# [WORK ORDER]
Could you transcribe the entries below exactly, without any of the pictures?

# [SOURCE DATA]

----------

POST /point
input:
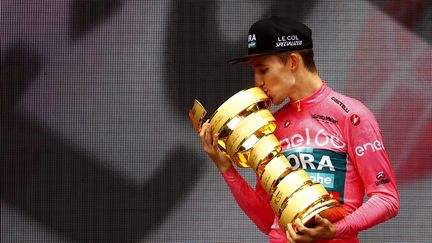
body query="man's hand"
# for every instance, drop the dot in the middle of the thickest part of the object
(210, 144)
(324, 230)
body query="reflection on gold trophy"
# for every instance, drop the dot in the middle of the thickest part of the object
(245, 127)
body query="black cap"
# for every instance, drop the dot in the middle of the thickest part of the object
(276, 34)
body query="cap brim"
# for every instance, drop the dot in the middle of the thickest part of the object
(248, 58)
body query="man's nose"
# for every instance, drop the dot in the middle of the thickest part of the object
(258, 81)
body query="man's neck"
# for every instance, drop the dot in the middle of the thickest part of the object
(307, 83)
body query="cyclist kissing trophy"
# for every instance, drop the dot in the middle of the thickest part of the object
(245, 127)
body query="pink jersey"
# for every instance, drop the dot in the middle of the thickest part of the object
(336, 139)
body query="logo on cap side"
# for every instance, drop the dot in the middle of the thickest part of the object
(288, 40)
(252, 41)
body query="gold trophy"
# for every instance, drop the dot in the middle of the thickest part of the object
(245, 127)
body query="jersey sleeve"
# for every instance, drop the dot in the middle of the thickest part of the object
(255, 203)
(370, 159)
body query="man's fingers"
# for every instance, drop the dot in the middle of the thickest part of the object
(290, 233)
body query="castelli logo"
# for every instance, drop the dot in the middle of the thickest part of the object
(355, 119)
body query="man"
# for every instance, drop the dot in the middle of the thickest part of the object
(336, 139)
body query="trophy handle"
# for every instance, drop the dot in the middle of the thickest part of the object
(197, 114)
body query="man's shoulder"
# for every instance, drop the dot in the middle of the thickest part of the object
(347, 105)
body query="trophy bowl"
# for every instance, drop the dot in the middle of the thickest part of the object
(245, 127)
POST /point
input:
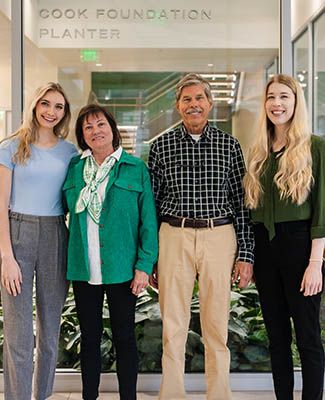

----------

# [EXERCISE OUTPUT]
POST /point
input:
body query="man's hand"
# for every instance, drop the dot in the middle of the thickest part of the object
(210, 144)
(324, 230)
body query="reflection on gold trophy"
# for every instance, drop the dot in the middle of the thickest part of the object
(245, 127)
body query="black cap"
# for every instance, drop the dot in the middle of the thickest part of the object
(276, 34)
body query="cap brim"
# for every instance, drop the dot in the middle of the thickest part of the object
(248, 58)
body query="man's nose"
# for every instance, drop the dot in the middle of the thickest part of the object
(258, 81)
body query="man's neck"
# for every instance, drop the dot in the middle of the thickest part of the object
(307, 83)
body query="cyclist kissing trophy"
# for every instance, drop the dot in the middle of the thickest part of the object
(245, 127)
body query="pink jersey"
# for every instance, drop the dot in the middle of the thickest part of the object
(336, 139)
body query="logo on cap side"
# for every instance, drop the dot in the middle of the thickest part of the object
(288, 40)
(252, 41)
body query="gold trophy"
# for every instance, drop the dot in the middle of the thickest part of the object
(245, 127)
body query="jersey sleeve"
# for every instance, drop the dot in the middle of the thickest part of the object
(255, 203)
(370, 159)
body query="man's fingers"
# for every instance, drop the dot in the middle of the thickest part of the object
(290, 233)
body query="castelli logo"
# for every instance, drop the dot in the middle of the thickest part of the object
(355, 119)
body query="man"
# for every instance, drop the dot in the middle of the thickest part of the object
(336, 139)
body query="trophy handle"
# for every instance, drop the dot in the middle of the thickest part of the object
(197, 114)
body query="man's shoulder"
# for every instance, drop the dot in the middle of the thickest part of the object
(347, 105)
body query="trophy bowl"
# for every instance, drop the dot in the middle of the thickest part of the object
(245, 127)
POST /point
input:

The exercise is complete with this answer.